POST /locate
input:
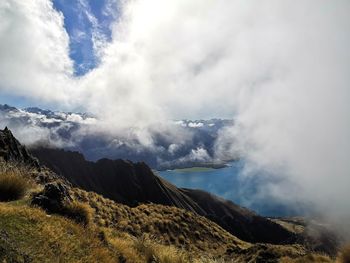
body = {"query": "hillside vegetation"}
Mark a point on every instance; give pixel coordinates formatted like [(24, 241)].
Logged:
[(112, 232)]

★ ★ ★ ★ ★

● **About this exercise**
Please repeat the listing precisely, excluding the pictures it contains.

● **Task solution**
POST /locate
input:
body = {"query": "hillside vegetation"}
Mark a point on every instance; give pixel coordinates formatted like [(24, 241)].
Logged:
[(112, 232)]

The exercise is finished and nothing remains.